▶ **What you will do**:
Reproduce the material below word for word, keeping every line in its original order.

◇ ◇ ◇

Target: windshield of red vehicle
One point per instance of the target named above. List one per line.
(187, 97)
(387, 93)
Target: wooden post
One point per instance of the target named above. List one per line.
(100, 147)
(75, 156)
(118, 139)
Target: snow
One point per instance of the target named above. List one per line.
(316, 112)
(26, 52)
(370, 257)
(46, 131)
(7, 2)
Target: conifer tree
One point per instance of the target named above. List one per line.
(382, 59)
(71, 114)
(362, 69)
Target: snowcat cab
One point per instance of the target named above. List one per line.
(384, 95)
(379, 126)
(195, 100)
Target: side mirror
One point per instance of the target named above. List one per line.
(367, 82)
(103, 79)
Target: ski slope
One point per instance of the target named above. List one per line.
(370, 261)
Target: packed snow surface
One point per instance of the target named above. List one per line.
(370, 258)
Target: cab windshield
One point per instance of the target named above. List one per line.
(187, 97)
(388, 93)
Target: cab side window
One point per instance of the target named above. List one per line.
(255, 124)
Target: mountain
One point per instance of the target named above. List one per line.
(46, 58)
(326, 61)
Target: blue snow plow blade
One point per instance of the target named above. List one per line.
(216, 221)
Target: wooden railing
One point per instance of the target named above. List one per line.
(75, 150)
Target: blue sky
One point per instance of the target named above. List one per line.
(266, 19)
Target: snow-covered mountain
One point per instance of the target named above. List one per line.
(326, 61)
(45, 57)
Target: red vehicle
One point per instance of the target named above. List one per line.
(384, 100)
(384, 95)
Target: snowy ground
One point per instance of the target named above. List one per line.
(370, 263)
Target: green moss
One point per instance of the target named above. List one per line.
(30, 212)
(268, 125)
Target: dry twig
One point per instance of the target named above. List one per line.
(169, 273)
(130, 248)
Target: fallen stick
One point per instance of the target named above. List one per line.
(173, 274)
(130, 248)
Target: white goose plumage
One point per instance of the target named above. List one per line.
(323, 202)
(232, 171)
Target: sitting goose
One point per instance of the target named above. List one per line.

◇ ◇ ◇

▶ **Solved problem**:
Target: windshield of red vehicle
One point per instance of the target named above. List one per line.
(187, 97)
(387, 93)
Target: wooden post
One point per instance of the target named above. List one per line.
(100, 147)
(75, 156)
(118, 139)
Target: snow
One point per instance of the target named above. List one per line.
(316, 112)
(26, 52)
(370, 257)
(46, 131)
(7, 2)
Target: conifer tree
One point per instance of the target named above. List one per line.
(382, 59)
(71, 114)
(362, 69)
Target: snowcat cab
One point per instance of the target named above. List one per line.
(384, 95)
(379, 126)
(195, 100)
Target: side mirror
One point per instance of the target named above. List one per line.
(367, 82)
(103, 79)
Target: ski slope
One point per instance of the target named above. List one per line.
(370, 261)
Target: packed snow surface
One point per instance of the target named above. List one per line.
(370, 258)
Target: cab windshield
One point per instance of the target named above. List one per line.
(187, 97)
(388, 93)
Target: cab side window
One point per instance of the target named above. List one per line.
(255, 124)
Target: mountain
One point per instance of the target named above. List one per line.
(46, 58)
(326, 61)
Target: blue snow plow blade
One point per instance of the target named above. List one per line.
(216, 221)
Target: wooden railing
One point per instance of the target named above. List one per line.
(75, 150)
Target: blue sky
One point per instance of the target named above. List one per line.
(266, 19)
Target: snow-covered mountain
One point per instance of the target named above. List one per line.
(326, 61)
(45, 57)
Target: red vehicle
One point per instance of the target named above. List one per line.
(384, 100)
(384, 95)
Target: snowy ground
One point per instance of the target named above. List one per line.
(370, 263)
Target: green moss
One point per instance of the target named above. List one per line.
(30, 212)
(268, 125)
Target: dry twig
One point per instance of the target named above. List one per line.
(169, 273)
(130, 248)
Target: fallen stick
One point per instance of the target named above. List one per line.
(173, 274)
(130, 248)
Target: white goose plumage
One point per instance of the target named above. List one per line.
(323, 202)
(232, 171)
Target: sitting goose
One point per instance of the target named above. List one per line.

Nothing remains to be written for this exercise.